- **Stated exercise**:
Answer these from the piece on testing astrology below:
(a) Whose early work does the piece name as the start of the statistical-correlation approach to the birth chart?
(b) By whose standards have the approaches been found wanting?
(c) What does the piece say astrologers should begin to think outside of?

____ Reading passage

By
John Townley, September 2015
An
accomplished and insightful astrologer friend has been
lately been asking the perennial question: how do we test astrology, to
prove
that it’s real, scientific, and reliable in our own eyes, and
the rest of the
world’s? More and better statistical correlations with events
or qualities and
the birth chart – like the approach the Gauquelins began so
long ago?
Comparisons with standard psychological testing and the analysis of
professional astrologers as others have done? Overviews of historical
trends
with planetary cycles, another recent favorite?
Sadly,
all those approaches and many more, involving the
major tenets of astrology and their possible reflections in human
character and
events have been repeatedly tried, and repeatedly found wanting
– certainly by
most accepted scientific standards and even by those of more astute
astrologers
themselves. There are too many conflicting definitions of the
often-vague
boundaries of what is being measured (like, character qualities) and
the
frequently-contradictory and disputed elements of what actual
probability is,
not to mention what might comprise going beyond it. The result:
astrologers and
skeptics alike think they’re right and the other side is
wrong or simply
unreasonable, and nothing is actually gained. It’s time
astrologers began to
think outside the box of vague traditional rules and spongy
psychology-dependent thinking.

________
____ Data provided

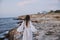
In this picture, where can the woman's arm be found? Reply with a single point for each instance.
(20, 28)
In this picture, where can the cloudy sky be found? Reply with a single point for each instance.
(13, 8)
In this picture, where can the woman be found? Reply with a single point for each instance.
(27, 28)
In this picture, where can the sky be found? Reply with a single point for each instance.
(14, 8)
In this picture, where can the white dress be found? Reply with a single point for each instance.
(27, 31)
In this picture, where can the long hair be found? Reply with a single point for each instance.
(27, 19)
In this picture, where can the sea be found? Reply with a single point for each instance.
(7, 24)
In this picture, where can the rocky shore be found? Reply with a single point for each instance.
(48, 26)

________
____ Data provided

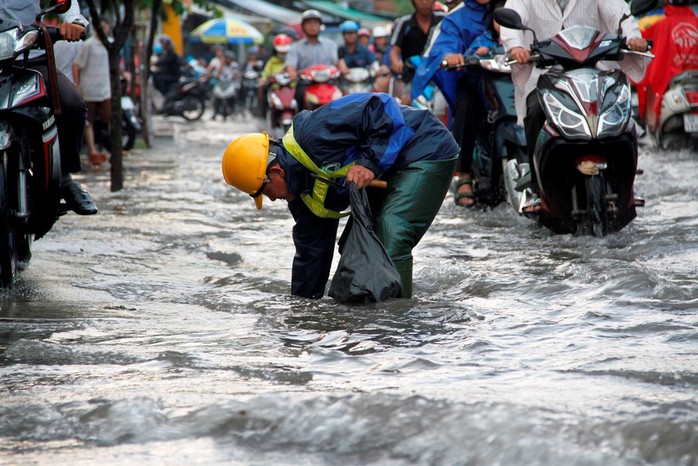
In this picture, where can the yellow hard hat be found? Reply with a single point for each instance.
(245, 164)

________
____ Data provided

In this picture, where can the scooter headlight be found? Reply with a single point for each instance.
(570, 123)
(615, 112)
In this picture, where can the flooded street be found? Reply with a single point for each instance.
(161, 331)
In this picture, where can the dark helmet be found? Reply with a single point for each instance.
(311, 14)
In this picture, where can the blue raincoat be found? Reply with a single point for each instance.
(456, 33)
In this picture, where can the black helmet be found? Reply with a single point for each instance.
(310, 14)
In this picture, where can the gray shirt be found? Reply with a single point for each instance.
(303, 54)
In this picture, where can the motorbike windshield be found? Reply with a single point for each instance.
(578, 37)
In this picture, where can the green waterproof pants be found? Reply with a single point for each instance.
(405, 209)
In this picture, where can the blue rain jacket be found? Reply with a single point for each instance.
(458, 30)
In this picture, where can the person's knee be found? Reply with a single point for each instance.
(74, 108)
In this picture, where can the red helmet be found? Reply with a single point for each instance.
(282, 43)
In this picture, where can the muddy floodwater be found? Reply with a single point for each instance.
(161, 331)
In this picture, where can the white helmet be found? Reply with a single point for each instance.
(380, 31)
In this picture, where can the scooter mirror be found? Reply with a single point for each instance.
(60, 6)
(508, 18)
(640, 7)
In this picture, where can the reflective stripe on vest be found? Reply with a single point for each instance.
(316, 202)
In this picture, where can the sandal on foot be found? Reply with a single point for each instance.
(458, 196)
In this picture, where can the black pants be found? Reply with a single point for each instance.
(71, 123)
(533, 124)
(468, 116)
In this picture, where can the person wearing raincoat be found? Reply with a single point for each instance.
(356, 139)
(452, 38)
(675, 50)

________

- **Task result**:
(a) The Gauquelins.
(b) By most accepted scientific standards, and even by those of more astute astrologers themselves.
(c) The box of vague traditional rules and spongy psychology-dependent thinking.